(Stored data)
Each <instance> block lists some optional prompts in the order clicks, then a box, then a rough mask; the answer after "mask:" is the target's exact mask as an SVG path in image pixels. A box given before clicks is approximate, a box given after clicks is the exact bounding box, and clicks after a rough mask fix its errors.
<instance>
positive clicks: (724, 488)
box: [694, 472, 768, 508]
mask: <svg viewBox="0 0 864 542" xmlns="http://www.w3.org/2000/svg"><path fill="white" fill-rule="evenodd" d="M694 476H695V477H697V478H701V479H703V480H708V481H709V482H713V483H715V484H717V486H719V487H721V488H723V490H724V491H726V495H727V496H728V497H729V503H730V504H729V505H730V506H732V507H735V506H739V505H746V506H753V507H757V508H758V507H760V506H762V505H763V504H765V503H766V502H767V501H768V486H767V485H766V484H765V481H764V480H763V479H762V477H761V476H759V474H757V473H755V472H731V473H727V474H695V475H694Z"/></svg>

To do:
Put the entries into a JSON list of strings, with one string per line and blank lines omitted.

Solution:
[
  "Each <instance> block lists some optional prompts in the order clicks, then a box, then a rough mask; the answer after \"mask:\" is the target's exact mask as an SVG path in image pixels. A box given before clicks is approximate, a box given after clicks is the exact bounding box, and clicks after a rough mask fix its errors.",
  "<instance>",
  "positive clicks: (724, 488)",
  "box: [694, 472, 768, 508]",
  "mask: <svg viewBox=\"0 0 864 542\" xmlns=\"http://www.w3.org/2000/svg\"><path fill=\"white\" fill-rule=\"evenodd\" d=\"M694 476H695V477H697V478H701V479H703V480H708V481H709V482H713V483H715V484H717V486H719V487H721V488H723V490H724V491H726V495H727V496H728V497H729V503H730V504H729V505H730V506H732V507H735V506H739V505H746V506H753V507H757V508H758V507H760V506H762V505H763V504H765V503H766V502H767V501H768V486H767V485H766V484H765V481H764V480H763V479H762V477H761V476H759V474H757V473H755V472H731V473H727V474H695V475H694Z\"/></svg>"
]